[Saved data entries]
____________
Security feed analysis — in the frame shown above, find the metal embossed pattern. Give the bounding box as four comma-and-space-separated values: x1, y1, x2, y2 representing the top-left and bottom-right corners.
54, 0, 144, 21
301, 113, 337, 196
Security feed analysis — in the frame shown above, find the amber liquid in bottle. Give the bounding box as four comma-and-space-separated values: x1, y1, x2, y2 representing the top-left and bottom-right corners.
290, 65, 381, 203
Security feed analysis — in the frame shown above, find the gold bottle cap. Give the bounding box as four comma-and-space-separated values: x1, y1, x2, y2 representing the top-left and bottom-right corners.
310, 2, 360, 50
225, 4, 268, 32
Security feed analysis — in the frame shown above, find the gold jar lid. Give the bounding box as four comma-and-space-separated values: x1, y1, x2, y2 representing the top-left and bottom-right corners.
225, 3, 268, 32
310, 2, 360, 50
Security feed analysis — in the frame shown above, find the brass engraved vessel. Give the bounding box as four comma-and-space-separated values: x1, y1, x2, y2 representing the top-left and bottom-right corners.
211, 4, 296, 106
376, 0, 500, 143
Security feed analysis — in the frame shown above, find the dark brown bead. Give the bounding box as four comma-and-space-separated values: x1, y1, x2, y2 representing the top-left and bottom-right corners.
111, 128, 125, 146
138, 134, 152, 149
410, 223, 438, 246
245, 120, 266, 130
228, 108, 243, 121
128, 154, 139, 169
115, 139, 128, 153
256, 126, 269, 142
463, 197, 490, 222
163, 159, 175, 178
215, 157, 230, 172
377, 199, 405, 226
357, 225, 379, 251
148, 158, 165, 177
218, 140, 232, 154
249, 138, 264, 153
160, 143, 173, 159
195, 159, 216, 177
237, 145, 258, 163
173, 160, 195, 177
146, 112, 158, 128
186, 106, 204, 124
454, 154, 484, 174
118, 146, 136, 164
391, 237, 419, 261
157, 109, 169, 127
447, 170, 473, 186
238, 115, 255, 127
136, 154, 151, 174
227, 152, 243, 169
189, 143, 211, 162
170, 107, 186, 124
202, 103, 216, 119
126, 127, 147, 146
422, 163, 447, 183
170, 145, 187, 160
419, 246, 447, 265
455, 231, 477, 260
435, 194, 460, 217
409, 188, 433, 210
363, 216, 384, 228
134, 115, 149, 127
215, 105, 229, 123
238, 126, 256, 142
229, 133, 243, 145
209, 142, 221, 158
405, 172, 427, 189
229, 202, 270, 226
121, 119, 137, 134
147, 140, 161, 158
____________
Task directions:
Each record should be transcribed exactly as it was written.

Your response:
Security feed analysis — in the frame shown above, find the metal embossed pattern. Give the bounding box as four comma-and-space-separated values: x1, y1, x2, y2 representing the top-left and bottom-right corners.
54, 0, 144, 21
301, 113, 337, 196
Security feed analysis — in the frame shown above, find the amber liquid in bottle. Give the bounding box as four comma-and-space-separated values: x1, y1, x2, y2 representing the top-left and bottom-right corners.
290, 65, 381, 203
Security feed analysis — in the frame shown above, find the gold bottle cap. Give the bounding box as four comma-and-space-separated values: x1, y1, x2, y2 representing the top-left and bottom-right corners.
310, 2, 360, 50
225, 4, 268, 32
Security feed analysis — in the frame shown above, find the gold jar lid. Give the bounding box as four comma-and-space-separated values: x1, y1, x2, y2 representing the top-left and bottom-right corners.
225, 3, 268, 32
310, 2, 360, 50
Security feed analysis — in the frame shown above, find the brass engraved vessel. Give the bounding box as four comma-and-space-separated values: x1, y1, x2, y2 representing the top-left and bottom-right corners.
211, 4, 296, 106
376, 0, 500, 143
Security feed analysis — in the frame shown above, find the dark brown bead. Give the bounding box as four comma-and-space-separated values: x1, y1, x2, y2 representing the top-left and bottom-right corners.
111, 128, 125, 146
138, 134, 152, 149
410, 223, 438, 246
245, 120, 266, 130
228, 108, 243, 121
128, 154, 139, 169
115, 139, 128, 153
256, 126, 269, 142
463, 197, 490, 222
163, 159, 175, 178
215, 157, 230, 172
377, 199, 405, 226
357, 225, 379, 251
148, 158, 165, 177
218, 140, 232, 154
249, 138, 264, 153
160, 143, 173, 159
195, 159, 216, 177
237, 145, 258, 163
173, 160, 195, 177
146, 112, 158, 128
186, 106, 204, 124
454, 154, 484, 174
118, 146, 136, 164
391, 237, 419, 261
157, 109, 169, 127
447, 170, 473, 186
238, 115, 255, 127
136, 154, 151, 174
227, 152, 243, 169
189, 143, 211, 162
170, 107, 186, 124
202, 103, 216, 119
126, 127, 147, 146
422, 163, 447, 183
170, 145, 187, 160
419, 246, 447, 265
455, 231, 477, 260
435, 194, 460, 217
409, 188, 433, 210
363, 216, 384, 228
134, 115, 149, 127
215, 105, 229, 123
238, 126, 256, 142
229, 133, 243, 145
209, 142, 221, 158
405, 172, 427, 189
229, 202, 270, 226
121, 119, 137, 134
147, 140, 161, 158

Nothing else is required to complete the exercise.